* **SUPPLIED INFORMATION**

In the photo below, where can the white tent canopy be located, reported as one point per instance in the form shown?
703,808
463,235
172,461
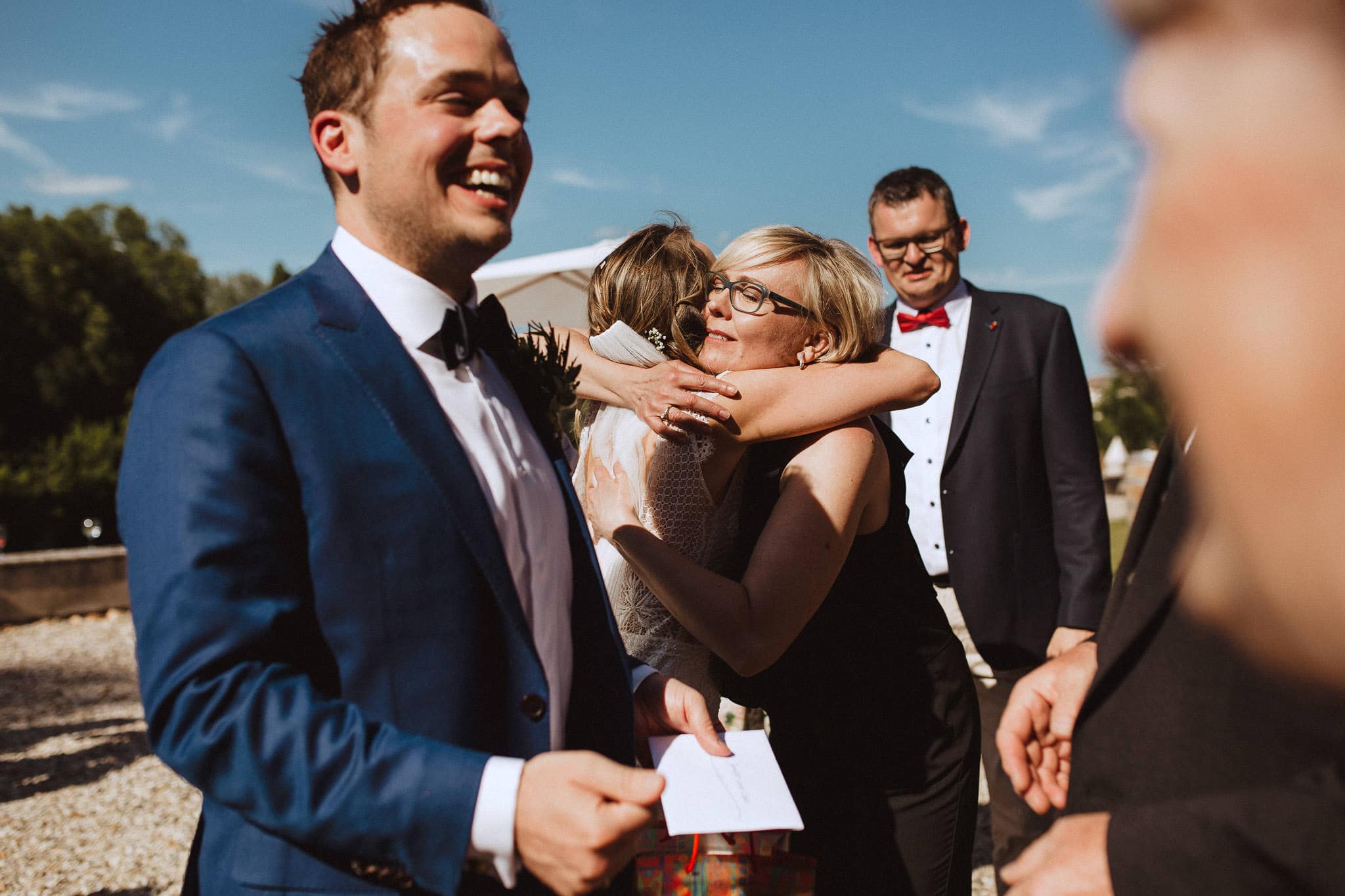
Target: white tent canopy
549,288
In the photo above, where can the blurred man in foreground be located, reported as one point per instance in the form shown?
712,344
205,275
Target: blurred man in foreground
1229,286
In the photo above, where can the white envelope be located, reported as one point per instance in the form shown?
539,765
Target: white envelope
715,794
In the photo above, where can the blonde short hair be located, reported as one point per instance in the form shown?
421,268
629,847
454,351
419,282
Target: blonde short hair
841,289
655,280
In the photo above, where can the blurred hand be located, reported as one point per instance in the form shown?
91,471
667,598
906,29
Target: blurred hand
577,817
1064,639
669,707
608,500
1069,860
671,386
1036,731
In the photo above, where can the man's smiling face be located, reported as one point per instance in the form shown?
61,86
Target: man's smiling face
441,154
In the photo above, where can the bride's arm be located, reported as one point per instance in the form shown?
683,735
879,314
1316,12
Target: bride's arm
649,390
785,402
752,622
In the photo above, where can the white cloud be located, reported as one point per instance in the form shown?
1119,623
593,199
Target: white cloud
1006,114
171,124
51,179
575,178
280,167
1071,198
1015,278
24,151
66,102
61,183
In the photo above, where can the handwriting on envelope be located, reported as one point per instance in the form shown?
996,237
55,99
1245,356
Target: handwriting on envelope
715,794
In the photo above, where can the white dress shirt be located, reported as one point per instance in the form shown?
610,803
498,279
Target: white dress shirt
925,429
526,501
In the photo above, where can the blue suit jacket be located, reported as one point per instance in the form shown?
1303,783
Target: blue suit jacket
328,636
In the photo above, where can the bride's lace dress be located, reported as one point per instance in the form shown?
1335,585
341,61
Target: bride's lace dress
674,503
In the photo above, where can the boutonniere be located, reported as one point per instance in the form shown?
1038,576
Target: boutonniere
657,339
549,379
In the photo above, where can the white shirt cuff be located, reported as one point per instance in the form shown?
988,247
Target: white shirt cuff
493,820
639,673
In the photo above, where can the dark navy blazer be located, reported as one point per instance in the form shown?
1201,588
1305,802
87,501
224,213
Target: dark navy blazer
328,636
1024,513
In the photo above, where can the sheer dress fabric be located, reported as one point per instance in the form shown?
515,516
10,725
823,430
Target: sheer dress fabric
674,503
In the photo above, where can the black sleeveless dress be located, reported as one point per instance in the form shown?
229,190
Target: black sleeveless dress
873,712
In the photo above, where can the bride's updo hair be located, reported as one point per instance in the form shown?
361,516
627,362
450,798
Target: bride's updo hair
654,281
841,289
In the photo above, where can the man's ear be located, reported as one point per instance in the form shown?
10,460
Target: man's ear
875,254
338,139
963,234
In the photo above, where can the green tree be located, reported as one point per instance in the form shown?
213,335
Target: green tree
1133,408
223,293
227,292
87,300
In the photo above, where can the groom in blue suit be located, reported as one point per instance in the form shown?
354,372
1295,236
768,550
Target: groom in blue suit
369,622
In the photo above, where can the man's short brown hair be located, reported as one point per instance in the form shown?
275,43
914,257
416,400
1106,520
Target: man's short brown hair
908,184
342,69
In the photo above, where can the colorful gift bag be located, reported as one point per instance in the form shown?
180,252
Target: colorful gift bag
741,864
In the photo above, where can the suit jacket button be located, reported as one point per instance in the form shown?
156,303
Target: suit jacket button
533,707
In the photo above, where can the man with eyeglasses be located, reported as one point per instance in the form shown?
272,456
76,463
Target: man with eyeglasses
1005,489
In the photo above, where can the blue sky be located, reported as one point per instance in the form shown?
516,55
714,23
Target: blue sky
734,113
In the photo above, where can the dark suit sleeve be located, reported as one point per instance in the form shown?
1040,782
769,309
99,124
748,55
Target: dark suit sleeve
1273,840
1079,509
237,679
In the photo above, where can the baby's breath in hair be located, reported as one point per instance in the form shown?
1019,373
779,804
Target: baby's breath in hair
657,339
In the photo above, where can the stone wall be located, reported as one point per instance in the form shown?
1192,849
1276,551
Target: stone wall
60,584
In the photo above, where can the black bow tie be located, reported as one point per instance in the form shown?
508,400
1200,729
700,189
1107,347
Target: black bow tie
467,331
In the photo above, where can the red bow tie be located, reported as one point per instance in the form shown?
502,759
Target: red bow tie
938,317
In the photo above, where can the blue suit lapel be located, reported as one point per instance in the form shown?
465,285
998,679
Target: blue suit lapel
984,331
355,331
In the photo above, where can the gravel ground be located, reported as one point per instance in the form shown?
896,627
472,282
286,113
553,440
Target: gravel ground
85,811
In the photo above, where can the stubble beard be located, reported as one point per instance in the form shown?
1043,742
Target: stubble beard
445,253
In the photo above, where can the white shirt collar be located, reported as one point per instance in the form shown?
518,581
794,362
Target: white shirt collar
956,303
412,305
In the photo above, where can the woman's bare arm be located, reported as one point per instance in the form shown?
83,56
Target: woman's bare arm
749,624
785,402
649,390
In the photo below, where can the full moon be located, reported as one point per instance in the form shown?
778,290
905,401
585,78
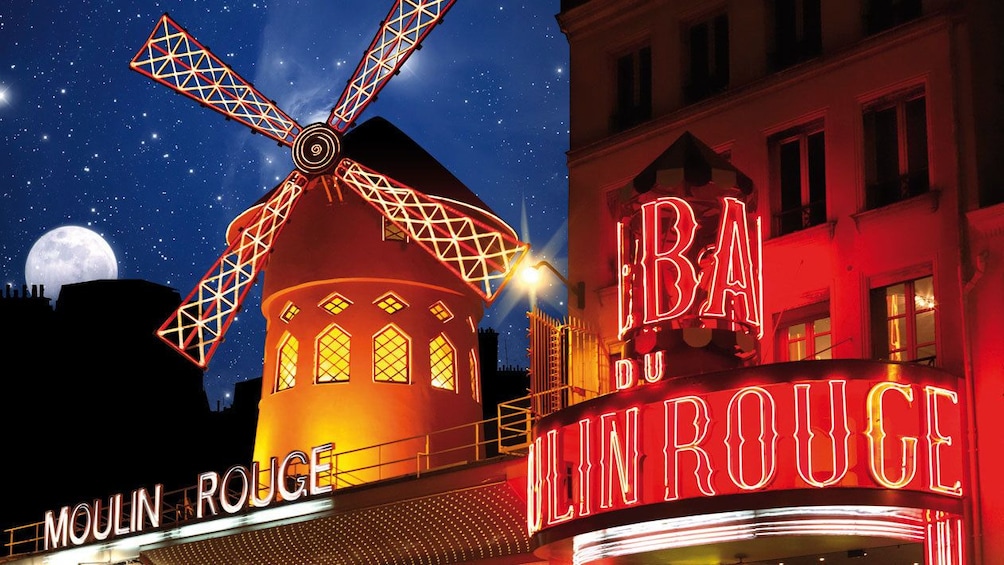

* **EXERCISE TASK**
Reproduce the listing from the line holding "In the photo above, where can the woman's" through the end of the listing, inclusive, requests included. Offset every number in the answer coordinates by -57, and omit the pictures.

* **SOLVED EXERCISE**
In the photo above, where can the woman's bare arm be located, reported as one point per instance in the form shown?
83,56
Target: woman's bare arm
692,567
728,345
592,333
In the photo below, where can the full moon be located, reported as one point per instance in the form shown?
778,290
905,401
585,78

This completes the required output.